Required work: Please copy the records below, replacing every "blanket" with "sheet" and keeping everything else the same. Leave the pictures out.

*****

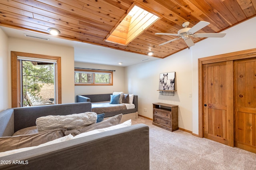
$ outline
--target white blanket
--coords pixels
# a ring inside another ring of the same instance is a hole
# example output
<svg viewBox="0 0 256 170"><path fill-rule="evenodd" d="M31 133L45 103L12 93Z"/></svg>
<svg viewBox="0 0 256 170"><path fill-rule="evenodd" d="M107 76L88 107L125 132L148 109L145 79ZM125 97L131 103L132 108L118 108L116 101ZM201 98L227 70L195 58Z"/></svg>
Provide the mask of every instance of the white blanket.
<svg viewBox="0 0 256 170"><path fill-rule="evenodd" d="M36 119L36 124L38 132L65 128L67 130L78 129L96 123L97 113L94 112L74 114L66 115L49 115Z"/></svg>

*****

Written solution:
$ outline
--target white sheet
--coords pixels
# a ring inside another ring of the same instance is a hole
# example output
<svg viewBox="0 0 256 170"><path fill-rule="evenodd" d="M31 133L45 103L12 93Z"/></svg>
<svg viewBox="0 0 256 170"><path fill-rule="evenodd" d="M107 76L88 107L125 132L148 109L145 79ZM125 97L131 103L132 108L118 108L116 101ZM201 98L227 70L195 58Z"/></svg>
Provide the mask of every instance of the white sheet.
<svg viewBox="0 0 256 170"><path fill-rule="evenodd" d="M36 119L36 124L38 132L65 128L67 130L78 129L96 123L97 113L94 112L74 114L66 115L49 115Z"/></svg>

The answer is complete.